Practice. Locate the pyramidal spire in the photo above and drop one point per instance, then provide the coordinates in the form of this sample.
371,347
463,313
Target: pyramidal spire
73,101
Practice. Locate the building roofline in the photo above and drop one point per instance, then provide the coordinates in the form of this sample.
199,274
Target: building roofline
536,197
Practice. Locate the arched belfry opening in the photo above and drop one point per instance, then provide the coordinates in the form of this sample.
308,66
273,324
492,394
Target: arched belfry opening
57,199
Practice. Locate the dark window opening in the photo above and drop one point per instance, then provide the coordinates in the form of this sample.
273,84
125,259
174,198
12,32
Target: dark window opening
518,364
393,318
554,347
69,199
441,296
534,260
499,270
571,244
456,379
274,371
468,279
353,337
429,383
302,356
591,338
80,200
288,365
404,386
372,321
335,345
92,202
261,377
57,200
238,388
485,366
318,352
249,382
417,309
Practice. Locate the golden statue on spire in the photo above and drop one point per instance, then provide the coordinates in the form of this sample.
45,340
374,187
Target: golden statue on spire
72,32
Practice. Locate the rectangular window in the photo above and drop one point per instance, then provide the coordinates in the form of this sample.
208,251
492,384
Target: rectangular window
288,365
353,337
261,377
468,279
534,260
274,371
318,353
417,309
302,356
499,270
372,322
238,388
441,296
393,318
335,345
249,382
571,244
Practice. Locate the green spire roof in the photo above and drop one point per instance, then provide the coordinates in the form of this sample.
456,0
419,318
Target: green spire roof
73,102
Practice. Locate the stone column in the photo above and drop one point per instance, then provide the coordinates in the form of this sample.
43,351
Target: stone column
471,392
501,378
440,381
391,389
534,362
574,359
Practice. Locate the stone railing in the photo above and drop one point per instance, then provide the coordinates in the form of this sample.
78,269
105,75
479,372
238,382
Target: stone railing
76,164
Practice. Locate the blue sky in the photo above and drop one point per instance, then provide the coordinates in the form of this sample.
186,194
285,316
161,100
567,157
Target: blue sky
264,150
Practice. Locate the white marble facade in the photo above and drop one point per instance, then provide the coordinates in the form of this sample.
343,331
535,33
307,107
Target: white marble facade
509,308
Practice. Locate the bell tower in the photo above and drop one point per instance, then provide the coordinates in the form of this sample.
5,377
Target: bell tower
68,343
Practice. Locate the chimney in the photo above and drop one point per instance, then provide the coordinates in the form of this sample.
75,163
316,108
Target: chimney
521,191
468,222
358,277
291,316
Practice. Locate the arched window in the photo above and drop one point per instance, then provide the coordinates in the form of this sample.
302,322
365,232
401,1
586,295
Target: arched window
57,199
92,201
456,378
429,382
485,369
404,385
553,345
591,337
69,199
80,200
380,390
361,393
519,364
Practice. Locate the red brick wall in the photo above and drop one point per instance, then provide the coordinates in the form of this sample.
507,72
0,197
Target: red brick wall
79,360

══════

__Problem details__: Write out the material above line for line, from start to finish, without changing a single word or number.

__Output for this task__:
Practice. Locate the pyramidal spire in the photo above and drop one point per instance, then provide the coordinates in the form of this sample.
371,347
463,313
Target: pyramidal spire
73,101
Practice. Locate the building roofline in the photo above and drop one point per instance, then provide the coordinates in the form of this sample.
199,274
Target: building roofline
536,197
Practice. Locate the arched belfry opening in the photo above and drop one point per instance, then provide the coordinates in the form of this sample.
308,66
273,324
492,394
Target: arched belfry opening
57,199
Practice. Locate the dark window opening in the photo above and drop one point per instance, then provide the coordinates in the form of this sample.
273,84
125,259
174,198
12,32
Target: dark window opening
518,364
393,318
554,347
69,199
441,296
534,260
499,270
571,244
456,379
274,371
468,279
353,337
429,383
302,356
591,338
80,200
288,365
404,386
372,321
335,345
92,202
261,377
57,200
238,388
485,366
318,352
249,382
417,309
Practice. Locate the golden statue on spire in the photo above and drop one point per instance, then provide the coordinates in the form of this sample.
45,340
374,187
Target: golden statue on spire
72,32
Practice. Locate the rectangular window in the photo above and drop one point per instance, then provide the coordinates in the form of this sample.
208,251
492,384
Target: rectangular window
288,365
353,337
261,377
468,279
534,260
274,371
318,353
417,309
302,356
499,270
372,322
238,388
441,296
393,318
335,345
249,382
571,244
Practice. Locate the green spire roof in the photo above and drop one point per instance, then provide the coordinates in the form of this sample.
456,0
419,318
Target: green spire roof
73,102
Practice. Locate the stone column in the photo above and drop one point per instance, then provide the coordinates in the form of this sample.
43,351
Target: stone column
471,392
501,378
440,381
391,389
534,362
574,359
Practice. Locate the stone railing in the photo above and drop one point per instance, then provide the coordinates in the form of this sample.
78,269
105,75
479,372
238,382
Target: stone railing
76,164
Practice. Locate the blue sky in the photo above and drop one point per instance, then provide the coordinates in the form of this sample.
186,194
285,316
161,100
567,157
Target: blue sky
264,150
Practice. Locate the white marble facade in the photo above and drop one point per instance, then provide the coordinates in the form of this sample.
343,331
535,33
307,107
Target: white marble facade
509,308
Practice. Locate the bell tower in the photo above and drop one point per instance, then provide the coordinates in the form of this sample.
5,377
Target: bell tower
68,343
Practice. Locate the chimney in the photo above and drop one point per instance, then provide the coordinates in the form of this sample.
75,163
316,108
Target: chimney
521,191
468,222
358,277
291,316
Practice. Locate the arched window in the photo above and drop one point per instance, then provide the coordinates in the form of this sample.
302,322
365,232
401,1
586,295
Target: arched window
57,199
92,201
456,378
429,382
485,369
404,385
553,345
591,337
69,199
80,200
380,390
361,393
519,364
Practice. Locate the red brick wall in the photo above and drop one point per instance, then provide the coordinates in the form of this sample.
507,72
0,197
Target: red brick wall
79,360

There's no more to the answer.